[[ Document section, beginning ]]

Staff Sgt. Noam Apter was a handsome 23-year-old officer in the
Israeli Defense Force. A scholar and warrior, Apter studied for his rabbinic
degree at the yeshiva in Otniel, a Jewish settlement in the south hills of
Hebron. On Dec. 27, 2002, Apter was learning at the yeshiva with his friends
and comrades while on unpaid leave from the IDF. That night, as the Jewish
Sabbath began, the entire yeshiva sat down to the traditional Friday night
meal, a joyous meal of song and dancing. Apter was on kitchen duty and
brought out the food to over a hundred assembled students in the dining
hall. Three other students, Zvi Ziman, 18, Gabriel Hoter, 17, and Yehuda
Bamberger, 20, were also on kitchen duty.
There was a knock at the back door of the kitchen. Two men in
IDF uniforms and bulletproof vests, their faces obscured by shadow, asked
for a bit of food. The yeshiva students often gave meals to hungry IDF
soldiers guarding the settlement, so the request was nothing unusual. When
the students assented and opened the back door, the two men, armed with
M16s, burst in and began firing -- they were Palestinian terrorists,
disguised in IDF uniforms. Apter, Bamberger, Ziman and Hoter were
immediately struck by bullets.
Noam Apter saw that the door to the dining room was unlocked; if
the terrorists made it to the door, dozens of yeshiva students would be
murdered. With his last burst of strength, Apter sprinted to the door,
locked it and threw the key into a dark corner. The terrorists shot him in
the back. Dying, he fell to the ground and blocked the door with his body.
As Gideon Shaviv, a visiting student from another yeshiva, stated: "The
terrorists murdered four people who were unable to defend themselves.
Apter's actions saved our lives."

[[ Document section, end ]]

Instructions:
#1 Answer these questions about the account of the Otniel yeshiva attack:
(a) What was Noam Apter's rank and age?
(b) What did the two men at the back door of the kitchen ask for?
(c) What did Apter do with the key after locking the dining room door?
#2 What comes next in the account of the Otniel yeshiva attack? Write the continuation, starting after its last sentence.
The rows that follow come from a separate source.

[[ Excerpted data, beginning ]]

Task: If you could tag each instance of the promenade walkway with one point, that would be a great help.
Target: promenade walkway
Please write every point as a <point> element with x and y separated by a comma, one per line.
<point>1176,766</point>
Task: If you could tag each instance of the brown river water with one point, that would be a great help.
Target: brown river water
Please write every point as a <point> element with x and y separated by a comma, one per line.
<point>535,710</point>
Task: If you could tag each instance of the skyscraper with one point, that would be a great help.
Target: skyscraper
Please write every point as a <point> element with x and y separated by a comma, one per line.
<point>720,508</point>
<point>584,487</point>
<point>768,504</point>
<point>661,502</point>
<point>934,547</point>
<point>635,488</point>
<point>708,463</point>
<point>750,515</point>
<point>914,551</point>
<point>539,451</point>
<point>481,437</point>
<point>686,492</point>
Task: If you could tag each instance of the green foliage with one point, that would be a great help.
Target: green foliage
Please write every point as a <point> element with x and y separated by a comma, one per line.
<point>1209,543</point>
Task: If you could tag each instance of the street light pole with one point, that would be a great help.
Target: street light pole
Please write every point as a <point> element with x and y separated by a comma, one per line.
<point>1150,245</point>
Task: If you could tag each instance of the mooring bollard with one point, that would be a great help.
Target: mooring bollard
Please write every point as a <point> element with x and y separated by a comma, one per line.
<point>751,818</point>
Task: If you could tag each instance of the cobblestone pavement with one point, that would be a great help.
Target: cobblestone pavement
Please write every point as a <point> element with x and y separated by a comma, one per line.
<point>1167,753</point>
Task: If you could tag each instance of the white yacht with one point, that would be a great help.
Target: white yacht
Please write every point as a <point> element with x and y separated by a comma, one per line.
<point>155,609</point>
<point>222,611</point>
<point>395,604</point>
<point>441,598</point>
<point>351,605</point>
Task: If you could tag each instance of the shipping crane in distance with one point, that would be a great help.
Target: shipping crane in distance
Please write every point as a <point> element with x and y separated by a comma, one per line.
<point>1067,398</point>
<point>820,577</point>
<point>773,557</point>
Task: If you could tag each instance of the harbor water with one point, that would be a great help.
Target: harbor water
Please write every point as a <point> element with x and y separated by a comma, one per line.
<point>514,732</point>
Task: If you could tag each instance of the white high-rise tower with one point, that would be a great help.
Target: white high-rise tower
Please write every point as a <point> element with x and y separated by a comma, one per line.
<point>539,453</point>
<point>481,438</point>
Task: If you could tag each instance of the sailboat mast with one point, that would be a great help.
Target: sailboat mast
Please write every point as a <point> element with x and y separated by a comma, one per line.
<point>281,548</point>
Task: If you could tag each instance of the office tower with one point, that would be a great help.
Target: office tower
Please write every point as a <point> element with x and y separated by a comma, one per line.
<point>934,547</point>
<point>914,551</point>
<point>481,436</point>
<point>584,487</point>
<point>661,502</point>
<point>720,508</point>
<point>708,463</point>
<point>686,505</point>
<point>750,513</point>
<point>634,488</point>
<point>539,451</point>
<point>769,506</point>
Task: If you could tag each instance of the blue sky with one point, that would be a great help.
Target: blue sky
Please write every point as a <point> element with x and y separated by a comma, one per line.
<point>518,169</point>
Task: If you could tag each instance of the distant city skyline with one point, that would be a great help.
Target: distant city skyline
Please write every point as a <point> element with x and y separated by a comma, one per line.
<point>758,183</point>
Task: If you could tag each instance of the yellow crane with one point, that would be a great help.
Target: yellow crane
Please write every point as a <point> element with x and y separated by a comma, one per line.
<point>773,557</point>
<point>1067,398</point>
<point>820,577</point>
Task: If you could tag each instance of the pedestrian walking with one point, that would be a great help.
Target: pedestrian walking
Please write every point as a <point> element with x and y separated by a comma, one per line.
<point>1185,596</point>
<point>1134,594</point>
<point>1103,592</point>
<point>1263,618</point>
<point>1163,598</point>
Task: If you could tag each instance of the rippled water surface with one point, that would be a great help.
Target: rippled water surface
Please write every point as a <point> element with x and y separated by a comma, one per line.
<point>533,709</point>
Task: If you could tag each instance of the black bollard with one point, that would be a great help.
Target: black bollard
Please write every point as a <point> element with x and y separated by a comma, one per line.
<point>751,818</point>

[[ Excerpted data, end ]]

Expected outputs:
#1
(a) Staff sergeant, 23 years old.
(b) A bit of food.
(c) He threw it into a dark corner.

#2
Zvi Ziman, Gabriel Hoter and Yehuda Bamberger were buried the
day of Dec. 29. Noam Apter was laid to rest at midnight on Dec. 29 in his
hometown of Shiloh.
On Nov. 21, 2002, Nael Abu Hilail, a 23-year-old Palestinian,
approached an Israeli bus in Bethlehem. Hilail, a member of the Palestinian
terrorist group Hamas and a man with ties to Islamic Jihad, boarded the bus
at a little after 7 a.m. Hilail wore a belt, packed with explosives, as well
as nuts and bolts to aggravate the injuries of the soon-to-be victims. At
7:10 a.m., Hilail detonated, blowing out the bus. Blood and body parts
splattered the bus and the surrounding area; a disemboweled torso lay in
front of the bus -- in all, 11 people died on the spot, and 50 were severely
wounded. Seven of the dead were adults, three were teenagers, and one was an
8-year-old boy on his way to school.
The bomber's father, Azmi, ecstatically proclaimed pride at his
son's "achievement." His 10-year-old daughter stood next to him as he
expressed his joy. "Our religion says we are proud of him until the day of
resurrection," said the terrorist's father. "This is a challenge to the
Zionist enemies." Azmi Abu Hilail expresses the opinion of a vast majority
of the Palestinians. According to the most recent poll, from the Jerusalem
Media and Communication Center, 62.7 percent of Palestinians advocate
suicide bombings, 63.5 percent advocate "military operations" inside
pre-1967 Israel, 75.3 percent agree with armed struggle against Israel, and
47 percent, a plurality, believe the end goal of the intifada is the
complete destruction of the state of Israel.
The contrast between Noam Apter and Nael Abu Hilail is a stark
one. Apter sacrificed his life because he loved life and wanted to preserve
it for others; Abu Hilail murdered 11 people and crippled dozens more
because the Palestinian culture loves death and slaughter.
Israeli settlements are points of light in a vast sea of
darkness. In Hebron, Noam Apter studied in order to teach about God, and
died in sanctification of His Name. In Jenin, Nael Abu Hilail and thousands
like him plan the murder of innocents. Who is the liberator, and who the
The accommodationist left, which does not believe in evil even
while it continues to perpetuate it, feels that light must be restricted
because darkness must be appeased. And so, The New York Times writes in its
New Year's editorial: "Given a magic lamp, we might wish for stable,
responsible democratic regimes in Iraq and North Korea for the new year. But
for an idea that's doable, our foreign policy choice is dismantling Israeli
settlements in the West Bank and Gaza Strip." France refuses to recognize
marriages conducted by rabbis who live in Judea and Samaria.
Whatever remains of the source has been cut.